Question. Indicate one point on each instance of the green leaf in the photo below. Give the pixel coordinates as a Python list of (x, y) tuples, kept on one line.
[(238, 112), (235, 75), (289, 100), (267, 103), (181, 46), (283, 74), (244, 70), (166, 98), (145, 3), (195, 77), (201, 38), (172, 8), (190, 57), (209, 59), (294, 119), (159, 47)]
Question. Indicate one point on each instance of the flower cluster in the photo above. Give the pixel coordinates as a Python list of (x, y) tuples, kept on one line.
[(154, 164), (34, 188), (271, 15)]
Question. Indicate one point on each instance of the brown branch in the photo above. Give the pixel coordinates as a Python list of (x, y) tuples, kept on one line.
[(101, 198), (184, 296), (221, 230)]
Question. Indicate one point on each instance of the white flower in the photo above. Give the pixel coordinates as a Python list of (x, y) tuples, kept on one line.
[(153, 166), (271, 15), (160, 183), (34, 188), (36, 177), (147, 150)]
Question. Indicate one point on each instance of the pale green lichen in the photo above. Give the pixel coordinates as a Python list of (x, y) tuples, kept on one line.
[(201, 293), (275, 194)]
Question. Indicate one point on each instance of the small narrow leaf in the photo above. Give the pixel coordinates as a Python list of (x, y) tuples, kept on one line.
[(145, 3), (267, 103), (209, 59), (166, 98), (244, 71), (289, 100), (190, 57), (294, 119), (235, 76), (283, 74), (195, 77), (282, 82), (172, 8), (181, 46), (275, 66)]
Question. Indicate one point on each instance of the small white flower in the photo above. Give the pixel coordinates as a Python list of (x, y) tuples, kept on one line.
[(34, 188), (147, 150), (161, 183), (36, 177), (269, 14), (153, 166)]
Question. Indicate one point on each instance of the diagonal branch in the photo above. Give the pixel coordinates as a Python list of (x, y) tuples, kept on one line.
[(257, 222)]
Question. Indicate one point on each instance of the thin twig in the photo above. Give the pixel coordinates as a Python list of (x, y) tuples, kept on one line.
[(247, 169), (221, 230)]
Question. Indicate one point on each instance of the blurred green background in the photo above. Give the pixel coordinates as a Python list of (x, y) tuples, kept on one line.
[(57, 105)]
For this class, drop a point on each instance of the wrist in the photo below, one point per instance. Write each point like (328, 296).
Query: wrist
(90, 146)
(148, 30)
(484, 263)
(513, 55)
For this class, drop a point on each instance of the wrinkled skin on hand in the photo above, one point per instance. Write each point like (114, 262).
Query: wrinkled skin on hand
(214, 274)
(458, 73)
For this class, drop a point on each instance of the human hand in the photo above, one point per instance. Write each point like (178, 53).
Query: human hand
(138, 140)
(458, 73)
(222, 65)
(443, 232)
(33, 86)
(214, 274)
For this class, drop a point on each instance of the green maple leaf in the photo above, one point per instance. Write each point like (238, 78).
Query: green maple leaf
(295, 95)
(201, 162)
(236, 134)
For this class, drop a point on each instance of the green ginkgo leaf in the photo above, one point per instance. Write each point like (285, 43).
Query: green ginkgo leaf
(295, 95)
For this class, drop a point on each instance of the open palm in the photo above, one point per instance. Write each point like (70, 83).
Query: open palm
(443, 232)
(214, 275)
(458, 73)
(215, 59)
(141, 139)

» **What the task requires**:
The records shown earlier should all be returned verbatim.

» **Problem solution**:
Question. Indicate one point on each instance of the green leaf in the photo below. Give the pixel coordinates as a Python list of (x, y) tuples, kept on one line.
[(238, 112), (235, 75), (289, 100), (267, 103), (181, 46), (283, 74), (244, 70), (166, 98), (145, 3), (195, 77), (201, 38), (172, 8), (190, 57), (209, 59), (294, 119), (159, 47)]
Question. Indicate one point on each instance of the flower cluster in the photo above. Give the pixel coordinates as a Python list of (x, y) tuples, kept on one line.
[(154, 164), (34, 188), (271, 15)]
Question. Indicate one point on each instance of the brown branch in the photo above. Give the pixel coordinates as a Python list of (x, y) tuples, kept on one line.
[(101, 198), (184, 296), (221, 230)]
Question. Indicate one point on each instance of the white flower in the photo above. Give the pixel coordinates as a Python list of (x, y) tuples, kept on one line.
[(153, 166), (271, 15), (160, 183), (34, 188), (36, 177), (147, 150)]
Question. Indicate one point on each instance of the pale green lichen in the photo above. Give the pixel coordinates as a Python list of (x, y) tuples, kept on one line.
[(201, 293), (275, 194)]
Question. Indicate one point on each instance of the small narrow leaf in the photo above. Give the pixel coordinates as a Python list of (x, y) tuples, kept on one line.
[(145, 3), (267, 103), (209, 59), (166, 98), (244, 71), (289, 100), (190, 57), (294, 119), (235, 76), (283, 74), (195, 77), (282, 82), (172, 8), (181, 46), (275, 66)]
Question. Indicate one point on each instance of the small white flower in the photo above. Give the pixel coordinates as a Python list of (x, y) tuples, kept on one line.
[(34, 188), (147, 150), (161, 183), (36, 177), (269, 14), (153, 166)]
Question. Indicate one point on each instance of the diagonal branch in the photo above. Give the pixel coordinates as a Python list of (x, y) tuples, kept on one line.
[(257, 222)]
Question. Indicate one point on each instance of the thin twig in the photo above. Give the pixel coordinates as a Python list of (x, y) tuples, kept on one line.
[(247, 169), (221, 230)]
Question. Indicate one point on each instance of the blurred green background in the photo above. Give the pixel coordinates as a Python list of (x, y) tuples, kept on one line.
[(57, 105)]
For this class, drop a point on each instance of the wrist in the photo below, one point per instance. Write each point like (328, 296).
Query: wrist
(90, 146)
(148, 30)
(484, 263)
(513, 55)
For this class, drop a point on each instance of the wrinkled skin on hand in the photo above, one point per instance. Write each point like (114, 262).
Query: wrinkled skin on hand
(214, 274)
(458, 73)
For this class, drop a point on each instance of the human hand in the photo above, one point per instance. Write each point like (178, 53).
Query: human hand
(138, 140)
(458, 73)
(222, 65)
(443, 232)
(33, 86)
(214, 274)
For this class, drop a point on each instance of the green maple leaf in the photo above, one point per instance. Write each point like (238, 78).
Query: green maple leaf
(295, 95)
(201, 162)
(236, 134)
For this class, drop a point on each instance of the green ginkgo leaf in the photo above, one point per instance. Write each point like (285, 43).
Query: green ginkgo leaf
(295, 95)
For this class, drop a point on each instance of the open palm in the photo above, one point per instance. Write each point like (70, 83).
Query: open palm
(443, 232)
(214, 275)
(458, 73)
(215, 59)
(141, 139)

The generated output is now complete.